Aim of the task:
Reproduce word for word the lines from the one containing "indicate the white wainscoting" up to and including the one containing "column 123, row 58".

Record set:
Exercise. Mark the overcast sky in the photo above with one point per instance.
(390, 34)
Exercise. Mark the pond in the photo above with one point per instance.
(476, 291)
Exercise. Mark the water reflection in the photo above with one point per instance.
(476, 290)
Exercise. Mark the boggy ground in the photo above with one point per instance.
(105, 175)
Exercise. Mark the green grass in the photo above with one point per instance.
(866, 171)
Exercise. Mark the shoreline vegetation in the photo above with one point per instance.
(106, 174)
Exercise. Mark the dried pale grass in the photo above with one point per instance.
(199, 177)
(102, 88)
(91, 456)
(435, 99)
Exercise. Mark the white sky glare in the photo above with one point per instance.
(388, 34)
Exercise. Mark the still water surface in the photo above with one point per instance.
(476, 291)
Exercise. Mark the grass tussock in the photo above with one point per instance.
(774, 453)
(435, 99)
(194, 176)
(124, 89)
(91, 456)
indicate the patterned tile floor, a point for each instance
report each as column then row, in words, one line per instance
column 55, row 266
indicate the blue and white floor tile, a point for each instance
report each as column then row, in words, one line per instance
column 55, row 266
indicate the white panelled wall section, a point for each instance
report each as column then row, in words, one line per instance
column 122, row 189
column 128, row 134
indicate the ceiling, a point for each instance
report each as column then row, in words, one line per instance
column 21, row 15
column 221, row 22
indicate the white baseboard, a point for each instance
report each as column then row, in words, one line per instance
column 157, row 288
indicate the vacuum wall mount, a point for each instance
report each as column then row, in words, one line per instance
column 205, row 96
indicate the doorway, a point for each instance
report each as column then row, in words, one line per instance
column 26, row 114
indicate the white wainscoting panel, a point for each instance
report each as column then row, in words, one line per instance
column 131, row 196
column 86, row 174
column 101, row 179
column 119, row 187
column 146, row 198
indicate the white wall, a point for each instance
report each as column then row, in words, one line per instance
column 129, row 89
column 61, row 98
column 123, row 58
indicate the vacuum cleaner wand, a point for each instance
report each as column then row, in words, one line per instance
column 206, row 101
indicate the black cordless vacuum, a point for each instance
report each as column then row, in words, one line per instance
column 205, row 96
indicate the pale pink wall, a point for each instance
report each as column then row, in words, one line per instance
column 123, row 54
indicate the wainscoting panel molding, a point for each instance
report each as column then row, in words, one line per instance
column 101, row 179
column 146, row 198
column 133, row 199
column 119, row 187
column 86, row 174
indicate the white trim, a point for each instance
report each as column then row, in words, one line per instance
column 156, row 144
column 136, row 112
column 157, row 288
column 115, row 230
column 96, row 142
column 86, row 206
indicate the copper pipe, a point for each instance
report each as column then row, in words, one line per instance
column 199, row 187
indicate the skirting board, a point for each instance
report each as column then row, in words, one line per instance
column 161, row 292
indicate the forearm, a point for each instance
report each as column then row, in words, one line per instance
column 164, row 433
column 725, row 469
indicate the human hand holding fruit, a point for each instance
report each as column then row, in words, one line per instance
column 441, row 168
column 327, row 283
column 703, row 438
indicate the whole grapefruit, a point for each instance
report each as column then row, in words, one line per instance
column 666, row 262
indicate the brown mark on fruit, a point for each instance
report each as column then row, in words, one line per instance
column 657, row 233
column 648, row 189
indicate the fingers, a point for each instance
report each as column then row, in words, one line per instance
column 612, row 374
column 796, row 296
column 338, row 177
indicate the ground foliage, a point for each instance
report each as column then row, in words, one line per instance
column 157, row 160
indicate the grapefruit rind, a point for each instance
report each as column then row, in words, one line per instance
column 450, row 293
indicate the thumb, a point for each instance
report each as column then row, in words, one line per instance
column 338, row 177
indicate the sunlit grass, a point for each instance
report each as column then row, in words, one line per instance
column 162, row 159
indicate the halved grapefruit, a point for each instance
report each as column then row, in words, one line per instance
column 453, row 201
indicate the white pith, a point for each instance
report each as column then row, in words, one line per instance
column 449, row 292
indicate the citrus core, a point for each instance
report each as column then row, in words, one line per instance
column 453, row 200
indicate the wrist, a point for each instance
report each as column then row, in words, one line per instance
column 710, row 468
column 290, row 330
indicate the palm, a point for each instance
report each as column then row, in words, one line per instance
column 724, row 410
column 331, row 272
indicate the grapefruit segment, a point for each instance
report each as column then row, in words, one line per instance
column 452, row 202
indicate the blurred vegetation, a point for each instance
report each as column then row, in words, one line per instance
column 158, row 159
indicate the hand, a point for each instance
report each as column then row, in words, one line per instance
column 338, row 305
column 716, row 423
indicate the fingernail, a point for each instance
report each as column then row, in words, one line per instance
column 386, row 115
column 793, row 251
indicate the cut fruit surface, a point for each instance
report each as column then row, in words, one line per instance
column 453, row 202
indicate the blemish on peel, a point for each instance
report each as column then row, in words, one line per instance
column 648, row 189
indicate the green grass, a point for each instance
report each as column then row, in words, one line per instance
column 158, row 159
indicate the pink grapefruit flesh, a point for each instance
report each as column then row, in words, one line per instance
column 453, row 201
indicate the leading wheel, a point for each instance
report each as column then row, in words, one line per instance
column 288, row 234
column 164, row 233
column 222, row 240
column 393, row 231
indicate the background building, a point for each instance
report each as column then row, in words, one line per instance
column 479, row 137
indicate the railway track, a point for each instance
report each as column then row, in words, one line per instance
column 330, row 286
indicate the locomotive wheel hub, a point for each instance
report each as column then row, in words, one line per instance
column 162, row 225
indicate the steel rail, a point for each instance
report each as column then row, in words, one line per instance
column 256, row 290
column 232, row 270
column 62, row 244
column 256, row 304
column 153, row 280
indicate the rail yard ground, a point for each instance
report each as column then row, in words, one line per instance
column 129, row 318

The reply:
indicate the white wainscoting panel, a point for each instance
report each as column then row, in words, one line per instance
column 131, row 196
column 86, row 174
column 101, row 179
column 119, row 187
column 146, row 198
indicate the white wall, a point for each instance
report each as column then row, in words, one line per instance
column 129, row 89
column 61, row 98
column 123, row 58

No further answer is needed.